AIM OF THE TASK:
Select every line in the entries below that contains the string "ground", and copy each such line. Case counts.

-- start WORKING DATA --

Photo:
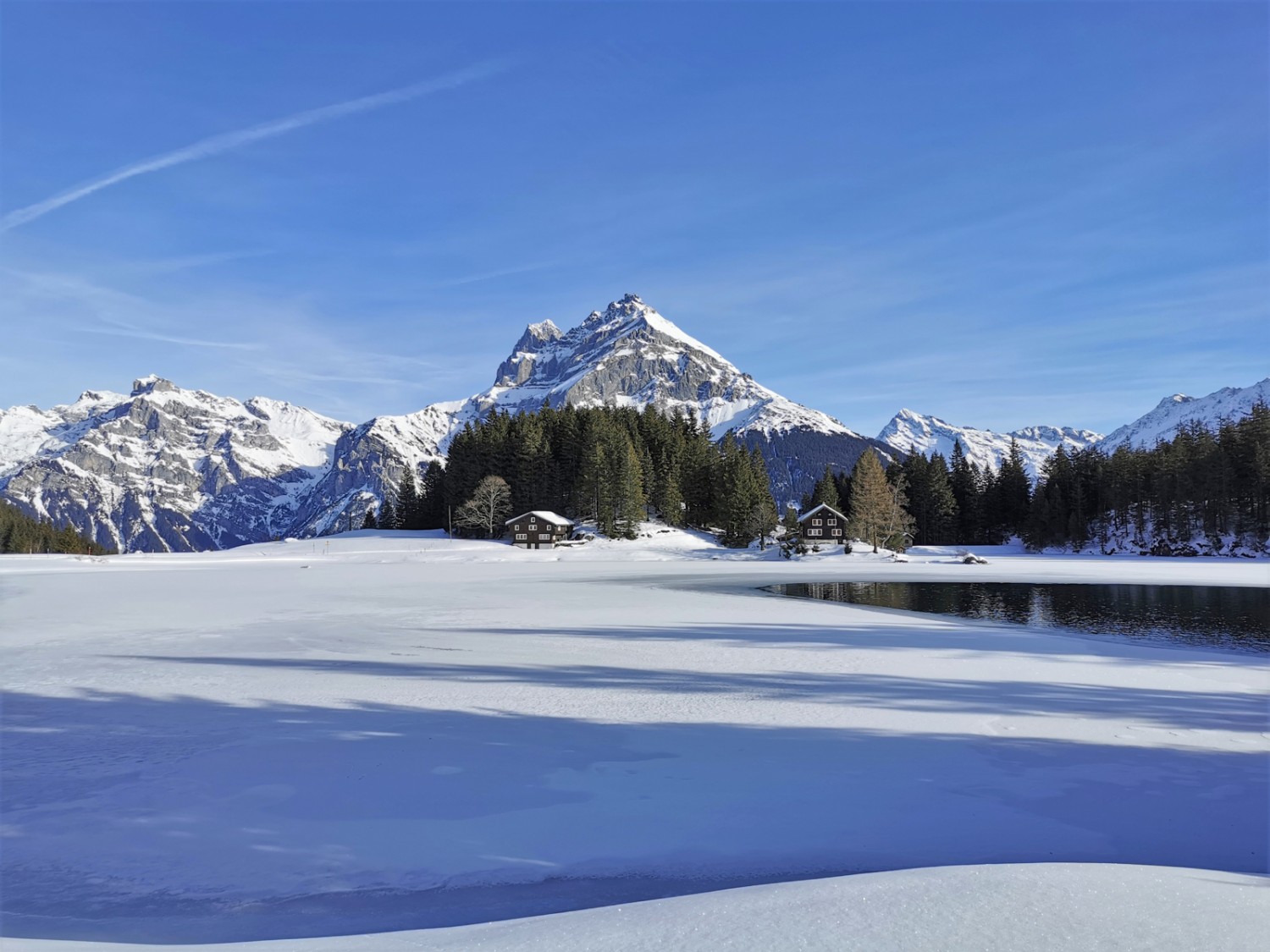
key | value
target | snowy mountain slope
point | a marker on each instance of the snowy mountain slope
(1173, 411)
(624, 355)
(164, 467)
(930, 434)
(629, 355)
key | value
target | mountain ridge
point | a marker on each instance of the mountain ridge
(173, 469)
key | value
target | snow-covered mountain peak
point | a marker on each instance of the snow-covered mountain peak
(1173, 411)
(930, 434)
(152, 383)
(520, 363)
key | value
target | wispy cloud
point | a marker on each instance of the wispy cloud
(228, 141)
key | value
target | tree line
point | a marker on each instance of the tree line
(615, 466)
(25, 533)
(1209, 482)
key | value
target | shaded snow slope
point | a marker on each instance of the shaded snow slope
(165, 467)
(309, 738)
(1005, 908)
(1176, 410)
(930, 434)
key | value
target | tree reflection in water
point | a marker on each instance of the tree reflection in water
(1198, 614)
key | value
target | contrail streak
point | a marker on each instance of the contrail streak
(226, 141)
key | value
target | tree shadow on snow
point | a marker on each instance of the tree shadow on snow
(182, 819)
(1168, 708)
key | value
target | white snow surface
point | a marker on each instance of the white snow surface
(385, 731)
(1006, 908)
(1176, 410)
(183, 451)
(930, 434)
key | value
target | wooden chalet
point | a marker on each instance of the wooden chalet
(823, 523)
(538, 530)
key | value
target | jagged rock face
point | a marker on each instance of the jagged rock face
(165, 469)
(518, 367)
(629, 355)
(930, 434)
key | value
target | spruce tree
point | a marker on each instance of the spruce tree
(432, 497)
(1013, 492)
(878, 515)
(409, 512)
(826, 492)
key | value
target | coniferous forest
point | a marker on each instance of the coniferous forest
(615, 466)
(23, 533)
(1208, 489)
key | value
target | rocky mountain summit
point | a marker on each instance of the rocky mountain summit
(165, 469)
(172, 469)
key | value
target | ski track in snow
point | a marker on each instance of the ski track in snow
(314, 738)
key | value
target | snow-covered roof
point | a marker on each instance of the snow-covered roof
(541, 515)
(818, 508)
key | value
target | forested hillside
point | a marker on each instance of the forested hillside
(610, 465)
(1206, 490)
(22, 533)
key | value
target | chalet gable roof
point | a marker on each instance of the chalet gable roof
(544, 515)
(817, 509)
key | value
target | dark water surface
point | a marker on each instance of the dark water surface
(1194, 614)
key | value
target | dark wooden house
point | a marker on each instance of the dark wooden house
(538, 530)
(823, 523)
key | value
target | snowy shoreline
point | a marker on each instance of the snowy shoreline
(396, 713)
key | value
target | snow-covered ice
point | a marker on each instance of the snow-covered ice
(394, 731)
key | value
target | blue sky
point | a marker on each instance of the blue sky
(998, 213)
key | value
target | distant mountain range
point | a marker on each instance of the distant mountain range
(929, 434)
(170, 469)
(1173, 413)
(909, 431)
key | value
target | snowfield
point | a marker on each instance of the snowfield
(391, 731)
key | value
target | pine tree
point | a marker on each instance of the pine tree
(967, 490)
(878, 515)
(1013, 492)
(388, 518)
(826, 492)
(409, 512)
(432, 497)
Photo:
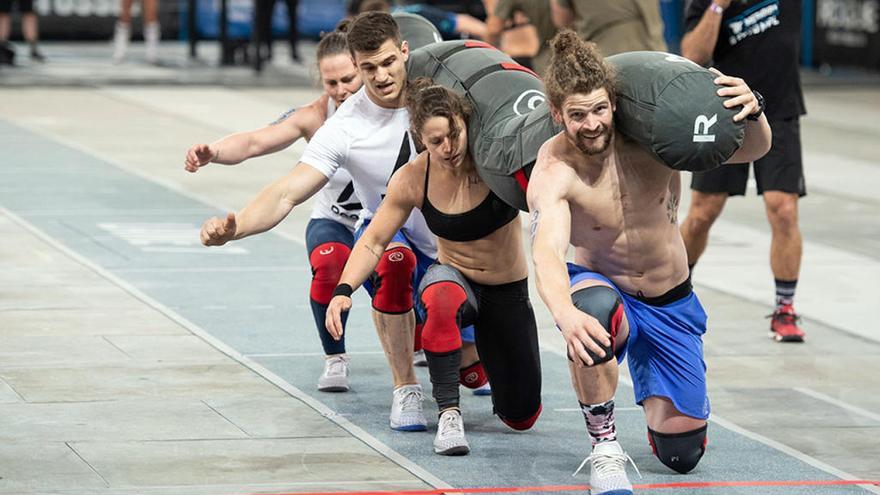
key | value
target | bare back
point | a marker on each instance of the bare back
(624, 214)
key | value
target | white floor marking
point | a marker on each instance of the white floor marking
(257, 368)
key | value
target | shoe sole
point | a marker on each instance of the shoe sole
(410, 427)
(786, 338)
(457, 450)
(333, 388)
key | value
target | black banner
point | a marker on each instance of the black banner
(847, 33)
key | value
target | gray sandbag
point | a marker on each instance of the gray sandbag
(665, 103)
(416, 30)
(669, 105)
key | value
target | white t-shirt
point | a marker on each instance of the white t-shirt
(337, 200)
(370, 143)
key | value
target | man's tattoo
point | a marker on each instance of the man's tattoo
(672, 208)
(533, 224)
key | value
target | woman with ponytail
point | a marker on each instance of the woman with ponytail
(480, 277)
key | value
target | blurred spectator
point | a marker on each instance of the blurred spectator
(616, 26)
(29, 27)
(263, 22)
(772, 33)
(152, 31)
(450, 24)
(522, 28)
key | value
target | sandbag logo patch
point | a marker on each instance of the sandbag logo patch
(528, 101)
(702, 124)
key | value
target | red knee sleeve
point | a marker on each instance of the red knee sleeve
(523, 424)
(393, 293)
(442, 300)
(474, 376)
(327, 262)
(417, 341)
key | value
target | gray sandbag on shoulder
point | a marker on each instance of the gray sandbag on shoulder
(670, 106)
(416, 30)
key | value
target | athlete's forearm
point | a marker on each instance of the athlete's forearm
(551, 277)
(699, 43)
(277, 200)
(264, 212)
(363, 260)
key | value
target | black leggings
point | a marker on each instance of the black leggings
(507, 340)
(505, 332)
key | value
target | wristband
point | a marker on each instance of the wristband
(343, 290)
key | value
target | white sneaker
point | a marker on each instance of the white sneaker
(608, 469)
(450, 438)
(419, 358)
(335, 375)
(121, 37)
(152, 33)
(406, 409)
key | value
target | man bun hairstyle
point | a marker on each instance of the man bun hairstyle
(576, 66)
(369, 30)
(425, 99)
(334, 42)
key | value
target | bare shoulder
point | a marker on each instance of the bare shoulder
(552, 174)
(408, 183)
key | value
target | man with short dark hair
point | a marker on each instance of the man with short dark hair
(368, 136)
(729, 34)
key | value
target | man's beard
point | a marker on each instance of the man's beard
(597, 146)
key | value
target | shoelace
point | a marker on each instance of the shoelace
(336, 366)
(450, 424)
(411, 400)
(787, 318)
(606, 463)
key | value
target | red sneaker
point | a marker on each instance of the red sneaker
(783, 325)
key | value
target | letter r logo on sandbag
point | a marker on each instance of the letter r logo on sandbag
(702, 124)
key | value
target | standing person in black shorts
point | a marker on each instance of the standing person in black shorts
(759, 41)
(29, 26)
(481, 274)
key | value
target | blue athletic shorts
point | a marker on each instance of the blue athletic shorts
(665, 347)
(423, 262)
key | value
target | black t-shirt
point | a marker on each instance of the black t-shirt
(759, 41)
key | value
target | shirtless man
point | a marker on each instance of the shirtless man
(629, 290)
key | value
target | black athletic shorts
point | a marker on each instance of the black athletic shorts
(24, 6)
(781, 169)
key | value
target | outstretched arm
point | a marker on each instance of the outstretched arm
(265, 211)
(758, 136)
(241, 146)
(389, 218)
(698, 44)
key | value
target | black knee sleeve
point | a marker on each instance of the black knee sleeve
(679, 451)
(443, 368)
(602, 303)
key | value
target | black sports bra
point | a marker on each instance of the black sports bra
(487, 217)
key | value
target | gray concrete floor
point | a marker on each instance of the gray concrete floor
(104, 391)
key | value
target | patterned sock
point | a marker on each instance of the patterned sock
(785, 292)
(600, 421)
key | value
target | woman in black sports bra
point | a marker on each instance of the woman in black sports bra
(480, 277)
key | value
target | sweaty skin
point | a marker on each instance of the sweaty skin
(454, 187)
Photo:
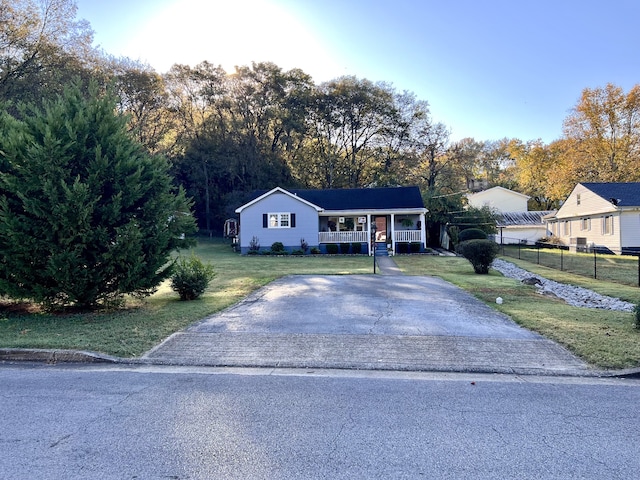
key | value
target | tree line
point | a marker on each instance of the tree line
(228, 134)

-- end WORKING DATA --
-- start WORKING DATA --

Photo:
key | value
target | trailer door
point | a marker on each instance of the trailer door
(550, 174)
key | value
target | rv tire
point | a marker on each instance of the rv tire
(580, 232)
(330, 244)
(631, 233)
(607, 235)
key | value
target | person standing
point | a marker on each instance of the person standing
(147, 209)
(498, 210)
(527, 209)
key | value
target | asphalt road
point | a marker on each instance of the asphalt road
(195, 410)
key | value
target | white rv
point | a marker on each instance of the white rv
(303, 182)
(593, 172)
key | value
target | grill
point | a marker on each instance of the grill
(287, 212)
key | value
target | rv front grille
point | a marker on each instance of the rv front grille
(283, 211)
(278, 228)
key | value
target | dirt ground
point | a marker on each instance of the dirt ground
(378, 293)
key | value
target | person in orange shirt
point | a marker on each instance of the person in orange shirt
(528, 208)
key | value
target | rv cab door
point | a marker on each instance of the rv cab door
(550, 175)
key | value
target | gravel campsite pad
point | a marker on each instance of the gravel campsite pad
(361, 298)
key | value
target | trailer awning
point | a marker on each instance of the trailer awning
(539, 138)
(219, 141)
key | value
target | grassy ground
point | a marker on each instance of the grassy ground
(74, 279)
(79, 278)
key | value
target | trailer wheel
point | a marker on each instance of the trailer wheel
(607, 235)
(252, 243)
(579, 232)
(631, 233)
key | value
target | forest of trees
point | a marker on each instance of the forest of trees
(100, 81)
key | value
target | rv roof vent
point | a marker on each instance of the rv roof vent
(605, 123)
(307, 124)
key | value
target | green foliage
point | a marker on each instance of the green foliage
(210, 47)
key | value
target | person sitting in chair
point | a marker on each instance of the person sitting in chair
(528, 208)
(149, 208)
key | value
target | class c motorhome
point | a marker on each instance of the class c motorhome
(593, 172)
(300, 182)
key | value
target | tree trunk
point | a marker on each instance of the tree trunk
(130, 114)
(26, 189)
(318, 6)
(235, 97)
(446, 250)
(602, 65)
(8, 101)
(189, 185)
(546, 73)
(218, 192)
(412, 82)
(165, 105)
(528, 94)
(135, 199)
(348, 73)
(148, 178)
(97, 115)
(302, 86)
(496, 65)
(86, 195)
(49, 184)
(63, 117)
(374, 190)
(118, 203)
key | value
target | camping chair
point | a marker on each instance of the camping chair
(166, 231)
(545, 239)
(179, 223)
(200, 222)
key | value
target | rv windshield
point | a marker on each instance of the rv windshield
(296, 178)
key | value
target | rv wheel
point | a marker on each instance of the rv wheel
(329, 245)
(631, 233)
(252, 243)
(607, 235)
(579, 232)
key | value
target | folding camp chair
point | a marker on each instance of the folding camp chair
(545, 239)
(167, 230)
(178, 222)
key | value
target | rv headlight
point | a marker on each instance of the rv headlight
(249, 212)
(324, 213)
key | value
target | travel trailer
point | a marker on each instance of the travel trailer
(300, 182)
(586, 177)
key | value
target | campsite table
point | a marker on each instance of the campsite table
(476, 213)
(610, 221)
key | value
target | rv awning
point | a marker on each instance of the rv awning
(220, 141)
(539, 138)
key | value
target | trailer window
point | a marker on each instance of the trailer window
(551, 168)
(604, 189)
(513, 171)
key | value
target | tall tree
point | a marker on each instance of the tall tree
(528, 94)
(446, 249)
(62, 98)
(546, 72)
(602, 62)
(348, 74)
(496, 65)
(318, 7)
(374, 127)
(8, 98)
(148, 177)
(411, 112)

-- end WORKING DATA --

FULL ANSWER:
target | dirt ground
point | a marker on each instance of the dirt ground
target | grassy ground
point | a marker on each instance of the grassy ground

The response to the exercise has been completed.